▶ Challenge
Reproduce the listing that follows with no differences at all.

════════════════

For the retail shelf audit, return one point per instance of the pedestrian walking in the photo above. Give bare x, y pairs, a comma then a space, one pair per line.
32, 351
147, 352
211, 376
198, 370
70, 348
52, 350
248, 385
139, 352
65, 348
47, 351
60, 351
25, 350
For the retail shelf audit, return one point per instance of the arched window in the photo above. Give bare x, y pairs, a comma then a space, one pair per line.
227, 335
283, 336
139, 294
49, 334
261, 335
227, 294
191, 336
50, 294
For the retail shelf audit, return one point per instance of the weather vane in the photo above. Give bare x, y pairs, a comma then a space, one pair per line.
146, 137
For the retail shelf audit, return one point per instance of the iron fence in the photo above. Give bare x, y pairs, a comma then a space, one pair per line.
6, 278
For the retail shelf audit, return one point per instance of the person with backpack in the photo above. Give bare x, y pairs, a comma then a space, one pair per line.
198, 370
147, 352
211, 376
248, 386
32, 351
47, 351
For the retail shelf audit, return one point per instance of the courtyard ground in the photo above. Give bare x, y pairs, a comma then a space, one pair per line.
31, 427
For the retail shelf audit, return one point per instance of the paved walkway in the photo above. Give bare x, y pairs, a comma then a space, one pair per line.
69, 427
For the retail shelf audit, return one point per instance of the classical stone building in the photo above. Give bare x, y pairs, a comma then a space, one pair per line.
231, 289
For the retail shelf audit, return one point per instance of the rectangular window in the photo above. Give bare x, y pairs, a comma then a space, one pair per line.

════════════════

▶ The reply
For the retail shelf audit, return one point per instance of the pedestrian walking in the photo above. Give bare x, y pairs, a comma then a space, one pair per line.
32, 351
147, 352
211, 376
198, 370
70, 348
52, 350
248, 385
139, 352
65, 348
47, 351
60, 351
25, 350
For the retail shelf audit, return one point per instance of the arched window in the photo above. Give bare x, y pairs, a comma then a space, one pair per line.
227, 335
283, 336
139, 294
49, 334
261, 335
227, 294
191, 336
50, 294
For the retail shelf audit, return one point per instance of the weather vane in the photo above. Give bare x, y pairs, a comma then a space, one pair per line.
146, 137
For the retail shelf audit, return one point per instance of the iron fence in the photo above. Give bare x, y pairs, a comma then a space, one pair per line.
6, 278
For the retail shelf audit, return one point per instance of the person with backpack in the photo above. Give bare x, y pairs, a comma then a space, one pair per line.
198, 370
147, 352
211, 376
248, 386
32, 351
47, 351
For the retail shelf audit, return one point per instance of the courtyard ground in the photo above. Give bare x, y pairs, a comma then a space, one pair per line.
31, 427
For the retail shelf audit, return one point per instance of the paved walkway in the photo above. Give bare x, y pairs, a comma then a space, one pair per line.
69, 427
For the retail shelf audit, return one point per instance of the classical stone building in the photo above. Give bare x, y pairs, a comma then a space, one pair per line.
231, 289
For the retail shelf audit, return one point per instance of the rectangular window in the photo above. Give bare x, y pairs, a comma then a space, one pair per line.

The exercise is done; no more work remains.